Document text ->
/---

Two copywriters apply for the same role.
Both are 24. Both have a year of experience. Both went to colleges nobody outside their state has heard of. Both have a portfolio of LinkedIn posts and one freelance gig from a friend's clinic.
One gets ₹15,000 a month. The other gets ₹85,000 a month.
This is not a fairness lecture. The gap is real, the gap is paid for, and the gap is teachable.
What the ₹15k copywriter is doing
The ₹15k copywriter writes nice sentences. They were probably the kid in school who got good marks in English. They know how to spell, how to break a paragraph, how to use a thesaurus when "amazing" appears for the third time on a page.
When a brief lands in their inbox, they read it once and start typing.
They write what feels right. They use the words from the brand's last few posts. They make sure it sounds professional. They send it to the manager and wait.
When the manager comes back with edits, they take the edits. When the next brief lands, they do it again.
A year goes by. Their writing has not changed because the manager's brief has not changed and the manager's brief has not changed because the manager doesn't know what to ask for either.
What the ₹85k copywriter is doing
The ₹85k copywriter does not start typing.
They open a doc and write the buyer's name at the top. Not the persona name | the actual name of one real person they know who fits.
They list, from memory, the last three things this person searched for. The last thing this person bought online. The last thing this person almost bought but didn't.
Then they write down what stopped the buyer. Was it price? Was it that they didn't trust the seller? Was it that they couldn't tell what the product would actually do for them on a Wednesday morning?
Only after that, they pick the angle.
The angle has a name | maybe it's "demolish the price objection," maybe it's "show the product in use," maybe it's "name the problem the reader has been embarrassed to say out loud." Once the angle is picked, the headline takes about six minutes. The body takes an afternoon. The polish takes another hour.
The ₹85k copywriter is not a faster writer. They are a slower thinker.
The four levers under the gap
Look at any copywriter who is paid five times the market rate, and you will find four things they do that the rest don't.
They start with the reader
Not the product. Not the brand voice. Not the brief. The actual person who will read the copy.
They have a process
Research, angle, headline, body, edit, polish. Same shape every time. The shape is the asset.

\---

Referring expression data
/---

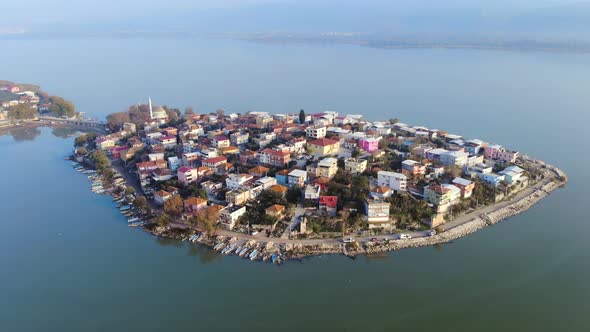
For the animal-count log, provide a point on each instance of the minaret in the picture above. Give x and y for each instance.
(151, 111)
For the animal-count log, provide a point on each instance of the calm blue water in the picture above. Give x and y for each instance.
(69, 262)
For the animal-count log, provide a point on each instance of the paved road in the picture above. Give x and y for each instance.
(299, 211)
(454, 223)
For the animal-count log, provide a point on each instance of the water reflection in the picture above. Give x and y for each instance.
(25, 134)
(63, 132)
(164, 241)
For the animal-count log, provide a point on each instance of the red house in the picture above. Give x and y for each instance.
(329, 204)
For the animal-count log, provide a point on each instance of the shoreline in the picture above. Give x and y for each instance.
(297, 249)
(34, 124)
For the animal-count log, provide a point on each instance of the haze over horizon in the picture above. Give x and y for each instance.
(543, 19)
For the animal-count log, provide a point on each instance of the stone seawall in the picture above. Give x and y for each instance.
(305, 248)
(449, 235)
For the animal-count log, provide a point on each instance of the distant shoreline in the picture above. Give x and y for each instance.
(364, 40)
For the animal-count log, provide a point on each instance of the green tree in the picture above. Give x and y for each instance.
(115, 120)
(301, 116)
(174, 206)
(129, 190)
(140, 202)
(21, 112)
(62, 107)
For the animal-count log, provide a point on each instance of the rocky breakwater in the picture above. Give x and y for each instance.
(557, 179)
(454, 233)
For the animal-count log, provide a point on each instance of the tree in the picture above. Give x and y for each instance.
(115, 120)
(80, 140)
(62, 107)
(162, 219)
(82, 151)
(21, 111)
(206, 221)
(301, 116)
(140, 202)
(101, 162)
(293, 195)
(129, 190)
(174, 206)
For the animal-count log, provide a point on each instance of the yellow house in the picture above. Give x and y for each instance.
(327, 167)
(323, 146)
(276, 211)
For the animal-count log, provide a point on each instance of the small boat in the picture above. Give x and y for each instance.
(243, 252)
(229, 249)
(253, 254)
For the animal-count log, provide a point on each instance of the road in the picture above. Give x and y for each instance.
(460, 220)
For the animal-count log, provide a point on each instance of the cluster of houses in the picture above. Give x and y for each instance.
(246, 154)
(19, 96)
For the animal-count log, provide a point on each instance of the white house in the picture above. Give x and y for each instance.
(393, 180)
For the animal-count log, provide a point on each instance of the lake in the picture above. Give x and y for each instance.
(69, 261)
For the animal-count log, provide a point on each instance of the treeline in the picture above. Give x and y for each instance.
(139, 115)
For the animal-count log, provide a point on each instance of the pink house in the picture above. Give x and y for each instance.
(187, 175)
(369, 144)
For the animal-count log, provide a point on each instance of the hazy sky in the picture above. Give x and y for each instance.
(298, 15)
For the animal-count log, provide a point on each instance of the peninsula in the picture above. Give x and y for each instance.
(278, 186)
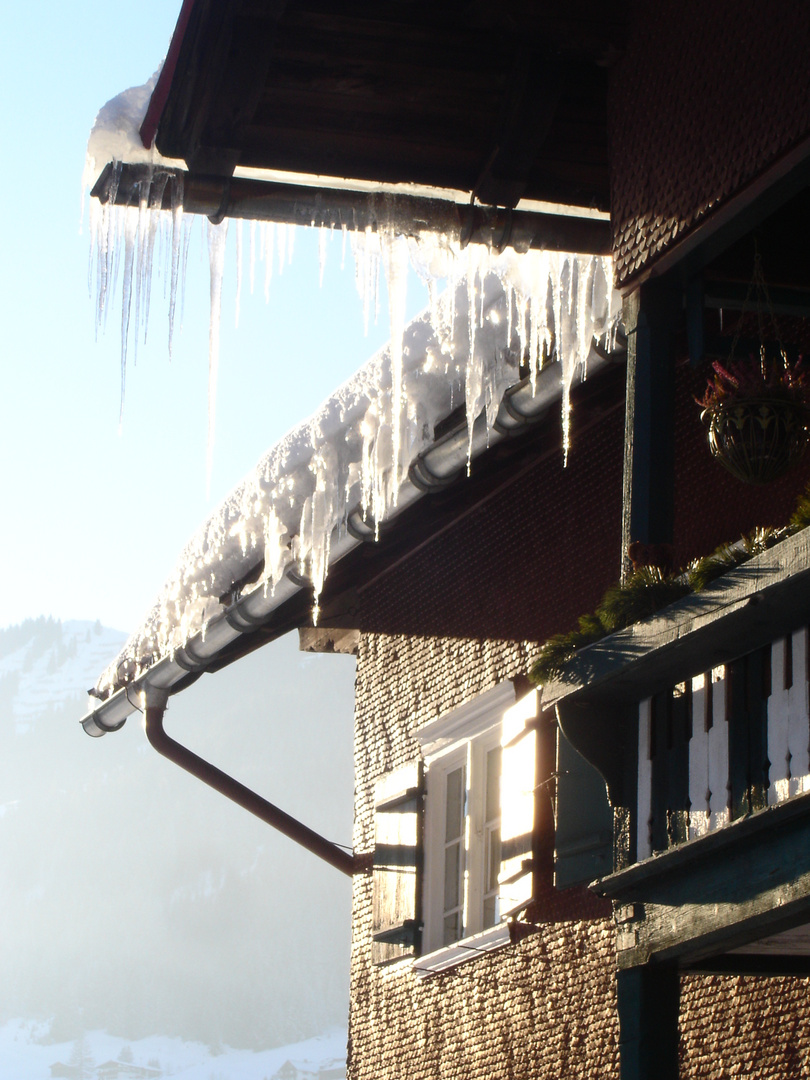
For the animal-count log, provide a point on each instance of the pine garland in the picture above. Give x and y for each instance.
(648, 590)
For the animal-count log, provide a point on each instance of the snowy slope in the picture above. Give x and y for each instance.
(26, 1053)
(46, 664)
(121, 875)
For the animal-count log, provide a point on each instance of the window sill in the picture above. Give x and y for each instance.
(468, 948)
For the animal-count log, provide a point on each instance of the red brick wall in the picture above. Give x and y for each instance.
(704, 98)
(462, 613)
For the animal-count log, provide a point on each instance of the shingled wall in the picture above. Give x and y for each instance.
(705, 97)
(462, 613)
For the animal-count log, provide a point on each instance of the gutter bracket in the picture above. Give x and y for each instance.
(154, 704)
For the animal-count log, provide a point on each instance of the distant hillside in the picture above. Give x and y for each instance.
(135, 900)
(46, 664)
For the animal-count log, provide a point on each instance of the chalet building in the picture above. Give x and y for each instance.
(608, 875)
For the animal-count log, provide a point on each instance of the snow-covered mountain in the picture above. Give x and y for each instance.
(137, 902)
(26, 1053)
(48, 664)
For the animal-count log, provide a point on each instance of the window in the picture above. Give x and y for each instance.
(463, 856)
(454, 834)
(462, 837)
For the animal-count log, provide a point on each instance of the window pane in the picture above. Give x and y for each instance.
(451, 867)
(490, 912)
(494, 858)
(494, 784)
(451, 928)
(454, 823)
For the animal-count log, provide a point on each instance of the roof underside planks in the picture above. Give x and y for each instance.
(509, 103)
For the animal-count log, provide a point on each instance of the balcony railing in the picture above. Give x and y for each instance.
(724, 743)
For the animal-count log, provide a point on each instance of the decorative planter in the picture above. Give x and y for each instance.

\---

Work to complete ->
1 - In the text about the two copywriters, swap "gap" for "difference" and give everything from "One gets ₹15,000" down to "gap is teachable.".
2 - Answer these questions from the text about the two copywriters:
(a) How old are both copywriters?
(b) Once the angle is picked, how long does the headline take the ₹85k copywriter?
(c) What steps make up the process named under "They have a process"?
The records are separate material and have no connection to the text about the two copywriters.

Solutions for each task ->
1 -
One gets ₹15,000 a month. The other gets ₹85,000 a month.
This is not a fairness lecture. The difference is real, the difference is paid for, and the difference is teachable.

2 -
(a) Both are 24.
(b) About six minutes.
(c) Research, angle, headline, body, edit, and polish.